*Try it*: The required result is a line count: how many lines in this data hold the word "like". Give only that.

*Data supplied*:
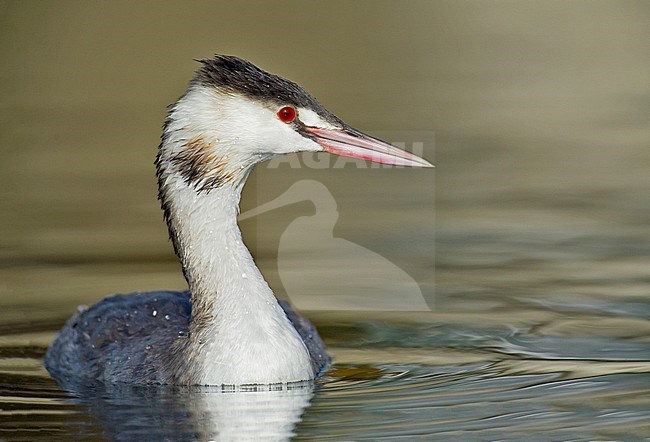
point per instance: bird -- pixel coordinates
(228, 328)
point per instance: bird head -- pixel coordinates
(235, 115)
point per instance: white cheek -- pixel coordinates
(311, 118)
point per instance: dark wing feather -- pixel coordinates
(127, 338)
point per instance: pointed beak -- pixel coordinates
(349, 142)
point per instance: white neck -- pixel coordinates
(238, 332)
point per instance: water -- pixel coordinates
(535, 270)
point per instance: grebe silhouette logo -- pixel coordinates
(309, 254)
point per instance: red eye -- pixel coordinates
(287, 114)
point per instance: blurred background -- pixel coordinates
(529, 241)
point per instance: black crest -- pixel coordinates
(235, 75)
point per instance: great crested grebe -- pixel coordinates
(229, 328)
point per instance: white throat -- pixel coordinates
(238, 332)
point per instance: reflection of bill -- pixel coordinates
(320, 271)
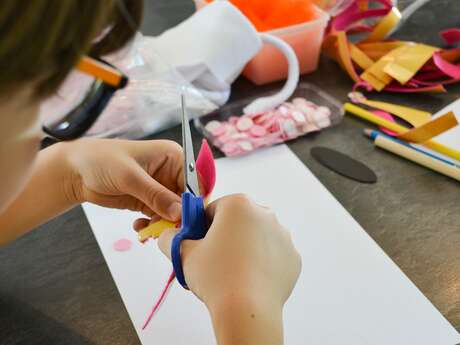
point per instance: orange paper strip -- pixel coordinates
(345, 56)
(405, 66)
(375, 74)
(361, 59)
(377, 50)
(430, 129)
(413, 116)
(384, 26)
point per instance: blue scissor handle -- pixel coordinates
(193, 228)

...

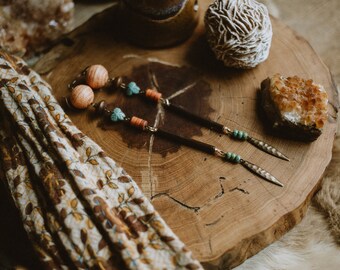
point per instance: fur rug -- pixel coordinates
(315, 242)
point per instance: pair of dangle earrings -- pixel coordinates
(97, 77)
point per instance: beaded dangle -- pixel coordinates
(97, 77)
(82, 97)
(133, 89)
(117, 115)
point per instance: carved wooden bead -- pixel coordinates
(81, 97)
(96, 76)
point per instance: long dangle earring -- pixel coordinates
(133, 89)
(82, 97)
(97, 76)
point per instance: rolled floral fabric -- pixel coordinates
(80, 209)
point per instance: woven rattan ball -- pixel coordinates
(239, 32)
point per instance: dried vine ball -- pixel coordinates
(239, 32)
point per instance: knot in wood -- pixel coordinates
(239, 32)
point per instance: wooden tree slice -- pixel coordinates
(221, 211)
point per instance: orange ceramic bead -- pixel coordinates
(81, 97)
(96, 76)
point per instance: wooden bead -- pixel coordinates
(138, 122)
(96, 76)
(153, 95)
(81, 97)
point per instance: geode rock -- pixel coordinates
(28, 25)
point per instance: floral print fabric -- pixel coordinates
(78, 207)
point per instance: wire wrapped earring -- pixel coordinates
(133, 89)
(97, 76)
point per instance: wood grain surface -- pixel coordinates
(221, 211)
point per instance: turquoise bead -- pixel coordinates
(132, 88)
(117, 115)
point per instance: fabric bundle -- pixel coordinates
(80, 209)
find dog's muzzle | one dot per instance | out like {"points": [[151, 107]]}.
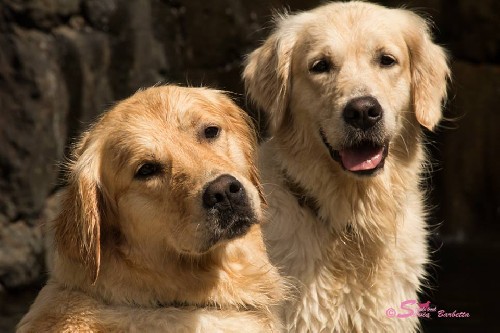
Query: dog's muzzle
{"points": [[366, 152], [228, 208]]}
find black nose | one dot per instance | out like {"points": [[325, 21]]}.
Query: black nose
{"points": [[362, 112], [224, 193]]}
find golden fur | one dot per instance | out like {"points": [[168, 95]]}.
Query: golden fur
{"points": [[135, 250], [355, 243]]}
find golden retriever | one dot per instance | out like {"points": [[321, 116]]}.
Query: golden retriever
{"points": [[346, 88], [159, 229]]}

*Result for this exercise*: 4